▶ What to do:
Starting from the first line, transcribe the whole listing exactly.

■ ■ ■ ■ ■ ■ ■

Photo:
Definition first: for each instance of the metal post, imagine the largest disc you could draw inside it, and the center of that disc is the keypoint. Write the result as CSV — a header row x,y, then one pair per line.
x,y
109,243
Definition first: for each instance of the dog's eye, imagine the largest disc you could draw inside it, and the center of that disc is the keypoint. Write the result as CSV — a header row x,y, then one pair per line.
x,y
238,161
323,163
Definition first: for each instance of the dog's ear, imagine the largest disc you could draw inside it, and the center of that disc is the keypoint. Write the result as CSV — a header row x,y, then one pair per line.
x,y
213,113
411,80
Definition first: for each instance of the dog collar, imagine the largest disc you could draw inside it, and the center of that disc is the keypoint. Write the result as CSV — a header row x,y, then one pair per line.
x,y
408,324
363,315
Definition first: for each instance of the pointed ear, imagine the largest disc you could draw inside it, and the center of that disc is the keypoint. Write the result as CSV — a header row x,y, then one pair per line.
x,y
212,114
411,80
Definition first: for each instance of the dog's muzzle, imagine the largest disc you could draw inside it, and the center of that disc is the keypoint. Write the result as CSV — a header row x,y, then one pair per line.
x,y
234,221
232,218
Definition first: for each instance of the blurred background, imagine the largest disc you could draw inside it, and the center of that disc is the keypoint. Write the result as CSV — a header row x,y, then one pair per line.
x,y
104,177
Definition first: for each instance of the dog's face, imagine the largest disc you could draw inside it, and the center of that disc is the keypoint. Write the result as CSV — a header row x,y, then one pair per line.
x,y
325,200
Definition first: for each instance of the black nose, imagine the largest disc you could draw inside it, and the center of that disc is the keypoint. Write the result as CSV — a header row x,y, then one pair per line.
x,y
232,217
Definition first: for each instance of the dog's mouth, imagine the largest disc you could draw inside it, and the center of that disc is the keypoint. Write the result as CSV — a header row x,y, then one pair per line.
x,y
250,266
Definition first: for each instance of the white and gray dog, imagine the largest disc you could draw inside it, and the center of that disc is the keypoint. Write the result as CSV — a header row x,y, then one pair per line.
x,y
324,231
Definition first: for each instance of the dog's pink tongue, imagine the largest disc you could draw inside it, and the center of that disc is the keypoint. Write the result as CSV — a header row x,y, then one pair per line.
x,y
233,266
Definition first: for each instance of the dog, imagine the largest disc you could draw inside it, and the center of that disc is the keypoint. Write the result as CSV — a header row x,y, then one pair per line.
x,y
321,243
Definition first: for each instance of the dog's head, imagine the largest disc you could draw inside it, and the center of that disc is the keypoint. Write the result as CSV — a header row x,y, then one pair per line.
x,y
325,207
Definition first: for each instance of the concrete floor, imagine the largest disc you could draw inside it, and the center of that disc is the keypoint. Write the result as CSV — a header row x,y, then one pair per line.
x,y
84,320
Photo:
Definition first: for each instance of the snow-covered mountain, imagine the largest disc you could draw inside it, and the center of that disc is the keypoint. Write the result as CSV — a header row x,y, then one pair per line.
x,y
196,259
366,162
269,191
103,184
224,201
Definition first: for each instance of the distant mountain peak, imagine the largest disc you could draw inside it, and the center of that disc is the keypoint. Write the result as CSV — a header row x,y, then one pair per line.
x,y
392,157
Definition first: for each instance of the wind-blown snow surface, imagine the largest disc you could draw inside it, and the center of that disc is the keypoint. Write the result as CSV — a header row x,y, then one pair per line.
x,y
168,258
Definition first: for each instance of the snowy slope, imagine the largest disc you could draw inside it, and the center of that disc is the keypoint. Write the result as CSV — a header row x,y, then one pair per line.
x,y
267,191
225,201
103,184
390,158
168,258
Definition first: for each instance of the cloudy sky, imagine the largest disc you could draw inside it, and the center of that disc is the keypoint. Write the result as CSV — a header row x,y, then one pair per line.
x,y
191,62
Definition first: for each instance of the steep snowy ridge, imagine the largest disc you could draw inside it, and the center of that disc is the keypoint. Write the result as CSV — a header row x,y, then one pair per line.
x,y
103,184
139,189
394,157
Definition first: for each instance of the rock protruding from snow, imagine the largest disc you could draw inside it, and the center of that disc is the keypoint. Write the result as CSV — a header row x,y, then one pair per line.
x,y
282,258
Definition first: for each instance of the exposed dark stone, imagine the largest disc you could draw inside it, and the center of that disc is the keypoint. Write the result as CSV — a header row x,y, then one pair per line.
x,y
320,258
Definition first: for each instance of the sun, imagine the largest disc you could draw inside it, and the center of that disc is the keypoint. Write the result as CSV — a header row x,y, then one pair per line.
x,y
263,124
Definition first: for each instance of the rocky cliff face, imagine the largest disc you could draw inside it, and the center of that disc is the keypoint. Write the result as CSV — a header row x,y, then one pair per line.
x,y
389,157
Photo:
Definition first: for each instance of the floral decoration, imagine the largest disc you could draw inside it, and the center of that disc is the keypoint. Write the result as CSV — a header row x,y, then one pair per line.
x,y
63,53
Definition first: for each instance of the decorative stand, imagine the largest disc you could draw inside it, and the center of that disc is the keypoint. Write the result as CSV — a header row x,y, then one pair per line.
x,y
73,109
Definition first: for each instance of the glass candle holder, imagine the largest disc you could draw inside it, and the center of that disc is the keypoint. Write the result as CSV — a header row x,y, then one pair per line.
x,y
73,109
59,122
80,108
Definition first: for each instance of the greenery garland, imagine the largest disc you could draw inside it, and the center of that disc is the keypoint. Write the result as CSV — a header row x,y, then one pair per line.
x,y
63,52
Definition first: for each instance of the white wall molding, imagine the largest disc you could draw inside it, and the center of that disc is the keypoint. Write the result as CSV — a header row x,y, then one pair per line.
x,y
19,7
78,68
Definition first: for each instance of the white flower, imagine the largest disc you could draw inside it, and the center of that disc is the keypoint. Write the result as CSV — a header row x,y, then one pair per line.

■ ■ ■ ■ ■ ■ ■

▶ Written answer:
Photo:
Definition first: for each instance of the metal post, imagine the largest disc you could draw inside it, and the center of that disc is the keypoint. Write the result as CSV — a header row x,y, then one pair per line.
x,y
109,243
Definition first: for each instance of the dog's eye, imagine the largest disc you could draw inside it, and the center of that disc is the keypoint. Write the result as CSV — a header row x,y, then one pair per line.
x,y
238,161
323,163
Definition first: for each instance of the dog's ear, imagine the largest disc you could draw inside it, and the center of that disc is the keypoint. Write the result as CSV — a header row x,y, then one pair per line.
x,y
213,113
411,80
Definition first: for each instance of the dog collar, imagine the largest disc you could draw inside it, and the center of that disc is the keypoint. Write the result as CSV — a header row x,y, then one pair per line.
x,y
408,324
363,315
Definition first: for each instance of the pointed ear, imagine the largest disc you could draw inside it, and the center of that disc is the keypoint. Write the result as CSV — a header row x,y, then one pair per line.
x,y
212,114
411,80
Definition first: for each instance of the dog's muzzle, imagine the largest disc you could draw inside it, and the center of that disc is the keypoint. Write the result as CSV — a header row x,y, then one pair per line.
x,y
234,221
232,218
Definition first: for each instance of the blurred background, imagine the largest disc you could draw inside it, and the center of that disc is the keypoint. Write the result as CSV — a header row x,y, then one pair per line.
x,y
104,177
Definition first: for each instance of the dog's face, imagine the largest disc you could draw inside it, and the center of that disc is the keypoint. Write the result as CSV — a header row x,y, then one pair per line.
x,y
325,200
Definition first: for each instance of the black nose, imagine the largest disc you could draw inside it, and the center of that disc is the keypoint. Write the result as CSV — a header row x,y, then one pair per line.
x,y
232,217
Definition first: for each instance of the dog's mouth, imagine the largest disc you could draw inside it, and the center of that disc is the keypoint. Write the result as CSV — a header row x,y, then one pair per line.
x,y
250,266
Definition first: for each instance of the white and gray dog, imagine the largest disc you could draw inside it, and the center of that disc is the keypoint. Write the result as CSV — a header row x,y, then one pair per line.
x,y
324,231
Definition first: for each instance of the dog's pink tongue, imagine the largest disc you could draw inside it, and the center of that disc is the keypoint. Write the result as CSV — a header row x,y, then one pair per line.
x,y
233,266
Definition first: for each instance of the dog, imagine the largest disc you could draw inside it, and the center of that disc is the keypoint. Write the result as CSV — a header row x,y, then one pair per line.
x,y
321,243
Definition first: for each instance of the dog's head, imagine the largest disc you could draw inside it, and the center of that disc is the keypoint. Write the result as CSV — a header row x,y, then one pair per line.
x,y
325,207
Definition first: for each instance of the concrete floor, imagine the largest disc you could draw inside it, and the center of that disc is the keypoint. Write the result as CSV — a header row x,y, then one pair per line.
x,y
84,320
Photo:
Definition first: for each instance of the snow-covered mountain, imagine the largest disc you could draw inside it, and the center of that disc is the keypoint. Write the result as CSV — a header row x,y, then one pair per line.
x,y
196,259
366,162
269,191
103,184
224,201
Definition first: for each instance of the distant mountain peak, imagine the largest disc you could draw inside it, and the center of that disc is the keypoint. Write the result as CSV — a header row x,y, then one pair per line.
x,y
392,157
Definition first: for each instance of the wind-blown snow surface, imagine the largest disc you could draw inside it, and the center of that disc is the keypoint. Write the result as CSV — a header row x,y, then one pair per line.
x,y
168,258
Definition first: for each instance of the snowy slope, imagine the largest disc you could draw inside it, and the center of that disc is the keypoint. Write the result as CSV — a header row x,y, then one pair per line.
x,y
267,191
225,201
103,184
390,158
168,258
Definition first: for each instance of the cloudy sky, imagine the largest disc you could draw inside it, and the center of that disc is the keypoint. Write the result as CSV — a header row x,y, then one pair per line.
x,y
191,62
Definition first: for each instance of the steep snowy ridge, imagine the largest disc you could draw inside it, and the center of that disc is the keypoint. Write the result as CSV — a header row x,y, then one pair per line.
x,y
103,184
139,189
394,157
Definition first: for each instance of the rock protruding from snow, imagine the largest disc you could draw inside it, and the center of that disc is the keypoint. Write the result as CSV — a header row x,y, then one pair per line.
x,y
282,258
Definition first: for each instance of the exposed dark stone, imagine the largest disc you could draw inside it, and the center of that disc is the keypoint. Write the result as CSV — a header row x,y, then one pair per line.
x,y
320,258
Definition first: for each instance of the sun, imagine the largest disc you could draw inside it, and the center of that disc is the keypoint. Write the result as CSV — a header row x,y, then one pair per line.
x,y
263,124
Definition first: for each instance of the rocky cliff face, imagine the largest disc you could draw inside it, and the center of that disc is the keypoint. Write the result as CSV — a header row x,y, then one pair per line.
x,y
389,157
Photo:
Definition first: for each instance of the floral decoration, imagine the largest disc you could draw inside it, and the center of that disc is the keypoint. Write the result as CSV — a header row x,y, then one pair per line.
x,y
63,53
Definition first: for each instance of the decorative stand, imagine the largest disc you could draw inside it, and the center of that disc is the keypoint. Write the result as CSV — a header row x,y, then one pair per line.
x,y
73,109
Definition first: for each instance of the glass candle holder, imagine the largest disc you could draw inside it, and the center of that disc is the keypoint. Write the result as CSV — a header row x,y, then one pair per line.
x,y
73,109
59,122
80,108
Definition first: for each instance of the greenery garland, imagine the largest disc you could draw inside it, and the center of that disc is the keypoint. Write the result as CSV — a header row x,y, then one pair per line.
x,y
63,52
Definition first: for each instance of the white wall molding, imagine the largest disc you could draw inside it, and the center of that disc is the keypoint. Write the result as CSV — a header row x,y, then one pair per line.
x,y
19,7
78,68
Definition first: for each instance of the white flower, imagine the largest disc you could draw inside it, and the center of that disc is the keypoint. Write the result as CSV — a header row x,y, then one pair per line.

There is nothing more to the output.